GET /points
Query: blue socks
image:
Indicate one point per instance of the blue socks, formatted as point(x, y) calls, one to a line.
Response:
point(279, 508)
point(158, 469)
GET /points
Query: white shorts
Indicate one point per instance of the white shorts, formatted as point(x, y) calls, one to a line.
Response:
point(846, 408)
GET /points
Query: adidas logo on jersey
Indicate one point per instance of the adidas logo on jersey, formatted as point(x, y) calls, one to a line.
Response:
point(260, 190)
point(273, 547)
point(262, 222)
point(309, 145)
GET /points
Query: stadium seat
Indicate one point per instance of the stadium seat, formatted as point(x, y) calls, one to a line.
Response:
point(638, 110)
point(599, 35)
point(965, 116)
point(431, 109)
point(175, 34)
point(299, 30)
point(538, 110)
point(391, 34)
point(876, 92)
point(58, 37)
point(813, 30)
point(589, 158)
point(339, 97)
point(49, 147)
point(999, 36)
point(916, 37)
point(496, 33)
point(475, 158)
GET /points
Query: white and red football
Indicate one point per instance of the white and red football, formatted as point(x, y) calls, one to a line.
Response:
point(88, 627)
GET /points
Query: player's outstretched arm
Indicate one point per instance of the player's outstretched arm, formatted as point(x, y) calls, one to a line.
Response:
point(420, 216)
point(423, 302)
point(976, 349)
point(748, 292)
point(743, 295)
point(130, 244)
####
Pick out and copy the lines of the entries that hold the string "player".

→ WRITTEN SOLUTION:
Query: player's outstretched arm
Indicate one point per instance of the player's outstretched arm, formatted as point(x, y) calls, one to a line.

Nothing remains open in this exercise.